— Aim of the exercise —
Would you transcribe word for word every line from the one containing "For the scouting record, return for every instance of the debris" to the end of the data, both ends included, and leave out the rest?
--
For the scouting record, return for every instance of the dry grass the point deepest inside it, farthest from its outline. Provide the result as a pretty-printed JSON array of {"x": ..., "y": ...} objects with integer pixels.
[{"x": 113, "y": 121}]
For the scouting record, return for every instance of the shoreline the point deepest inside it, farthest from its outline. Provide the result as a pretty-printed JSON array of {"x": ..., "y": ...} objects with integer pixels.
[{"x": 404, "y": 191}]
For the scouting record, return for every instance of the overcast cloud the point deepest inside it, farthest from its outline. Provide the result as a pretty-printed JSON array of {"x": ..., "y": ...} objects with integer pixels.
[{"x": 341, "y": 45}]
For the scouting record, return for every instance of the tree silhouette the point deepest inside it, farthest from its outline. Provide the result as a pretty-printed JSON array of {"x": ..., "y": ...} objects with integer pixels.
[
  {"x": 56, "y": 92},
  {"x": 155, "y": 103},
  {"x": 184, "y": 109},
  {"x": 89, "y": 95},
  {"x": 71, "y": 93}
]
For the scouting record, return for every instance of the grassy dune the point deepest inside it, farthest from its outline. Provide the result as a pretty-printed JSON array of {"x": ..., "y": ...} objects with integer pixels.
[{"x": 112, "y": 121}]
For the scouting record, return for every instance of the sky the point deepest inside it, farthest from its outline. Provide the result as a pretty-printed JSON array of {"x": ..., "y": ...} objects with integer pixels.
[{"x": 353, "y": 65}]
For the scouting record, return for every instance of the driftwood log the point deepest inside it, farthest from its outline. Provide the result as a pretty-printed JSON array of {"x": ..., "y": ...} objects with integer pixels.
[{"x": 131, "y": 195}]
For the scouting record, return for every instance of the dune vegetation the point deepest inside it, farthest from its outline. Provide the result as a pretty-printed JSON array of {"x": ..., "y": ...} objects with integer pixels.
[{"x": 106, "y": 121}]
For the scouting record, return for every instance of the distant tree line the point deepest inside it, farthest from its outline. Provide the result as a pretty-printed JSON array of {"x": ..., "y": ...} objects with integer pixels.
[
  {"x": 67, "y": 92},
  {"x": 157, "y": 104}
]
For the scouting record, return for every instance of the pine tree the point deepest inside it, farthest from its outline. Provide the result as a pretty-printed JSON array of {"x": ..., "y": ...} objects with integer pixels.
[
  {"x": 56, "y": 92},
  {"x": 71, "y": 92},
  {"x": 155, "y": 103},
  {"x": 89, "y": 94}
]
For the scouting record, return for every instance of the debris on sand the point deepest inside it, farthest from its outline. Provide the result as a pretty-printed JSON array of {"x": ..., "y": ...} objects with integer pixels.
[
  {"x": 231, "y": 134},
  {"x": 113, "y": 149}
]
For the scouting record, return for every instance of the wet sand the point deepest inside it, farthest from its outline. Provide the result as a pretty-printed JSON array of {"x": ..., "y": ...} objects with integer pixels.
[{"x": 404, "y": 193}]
--
— Exercise solution —
For the scouting record, return for every instance of the debris on sand the point deepest inside it, farthest from its outline. Provide the result as a pretty-printed JSON array of {"x": ..., "y": ...} objects with integer pixels.
[
  {"x": 231, "y": 134},
  {"x": 113, "y": 149}
]
For the scouting record, return for every instance of the wet sand the point deepest inside it, farthest from its outline. Provide the result as a pretty-printed JSON array of {"x": ..., "y": ...} objects with integer pixels.
[{"x": 404, "y": 193}]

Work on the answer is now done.